━━ Selected passage ━━
It sounds complicated but its really one of the easiest and cheapest mods you can do to your car that will grab some attention. Sorry I didn't get the pics up today, I spent all day messing with my cluster wiring led's into the gauges, my needles now glow a bright blue. Hard mod to do, but the look is really sweet once you get it going. And much cheaper to do it yourself than pay for the 80 dollar led rings that seat beneath the needles from aftermarket vendors.


----------



## Nostrodomas (Jun 15, 2002)

The trunk flip mod is very easy if you have the right tools. KInda cool thoe not to many people around our neck of the woods know about this mod. It turns heads. 

If you really want to try to fix the torsion bars in your trunk, get a lil larger diamater piece of steel pipe and use it as a sleeve. Then just get two small hose clamps, and tighten them mofo's down.

Or you can just take them out completlly and go to a junk yard and buy a hood prop rod off of almost any car, and use it in the trunk. You may have to cut and bend down the prop to actually make it fit thoe.


----------



## niss200sx (Mar 12, 2004)

*So how did you change your needle color?*

I seen what you said in your response about that guys trunk, and im wondering what you did to change the color of your needles? What would I have to do to turn my stock needles , into a indiglo color? I have and indiglo gauge cluster, but unfortunitly it doesnt have red which is the color i want. If you could give me some 411 i would really appriciate it.
━━━
━━ Record list ━━
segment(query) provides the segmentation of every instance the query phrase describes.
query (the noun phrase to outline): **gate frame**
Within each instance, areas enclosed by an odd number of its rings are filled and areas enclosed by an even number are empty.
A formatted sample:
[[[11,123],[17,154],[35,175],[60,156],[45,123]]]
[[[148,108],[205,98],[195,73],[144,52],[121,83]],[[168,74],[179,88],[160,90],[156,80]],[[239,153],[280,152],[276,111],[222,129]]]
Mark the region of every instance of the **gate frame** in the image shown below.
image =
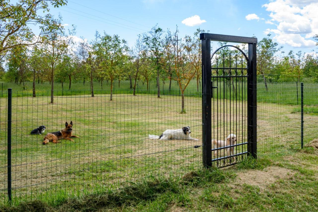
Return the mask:
[[[202,50],[203,154],[203,165],[212,165],[212,77],[211,41],[246,43],[248,44],[247,61],[247,151],[254,158],[257,156],[257,103],[256,38],[242,37],[210,33],[201,33]]]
━━━
Direction 1 - In the car mod forum thread, what does Nostrodomas suggest buying at a junk yard to use in place of the trunk torsion bars?
Direction 2 - Write the next part of the car mod forum thread, picking up after its final post.

Written reply 1 - A hood prop rod from almost any car.

Written reply 2 -
Thanks

95' Nissan 200sx
Bryan (/~bbbbrrrrrooooommmmm)


----------



## Nostrodomas (Jun 15, 2002)

These are the best way of doing the needles. You are going to have to remove the needles. Let me warn you, search for instruction on needle removal. It can be a major p.i.t.a if you mess something up.








1.Ingiglow needle kit


----------



## Saden (Nov 20, 2002)

NissanTuner said:


> I just did a trunk flip on my 98 sentra gxe, my torsion bars are still intact however, so i dont have a prop rod like i suggested using. Theyll remain until I install a real audio system and replace the little one i have to hold me over. Ill take some pics with my digital camera later this morning and post them here so you can take a look.
> 
> To do the trunk flip you need to pick a few things up from your local hardware store. Namely 4 fine threaded metric bolts to replace the stock trunk bolts that hold the hood down to the bars (unscrew one to compare) 2 need to be about an inch long and 2 need to be about an inch and a half, youll also need 4 lock washers, 8 washers, 4 nuts to bolt down the trunk, 2 4 inch triangular hinges (the kind they use a lot on wooden picket fence gates) and access to a grinder because youll probably need to grind the heads on the nuts down to half their stock size to make the trunk seat firmly. Youll also need a 42 and a half inch long, 1.5 inch wide and 1/8th of an inch thick steel or aluminum bar (can also be bought at hardware store), a steel drill bit in the diameter of the trunk bolts and a drill powerful enough to punch through the steel bar and the hinges.
> 
> ...


Pics?


----------



## Nostrodomas (Jun 15, 2002)

This thread is pretty old. I still have a pic of when I did the mod. Then a day later I went back to the stock look. It just wasnt worth it.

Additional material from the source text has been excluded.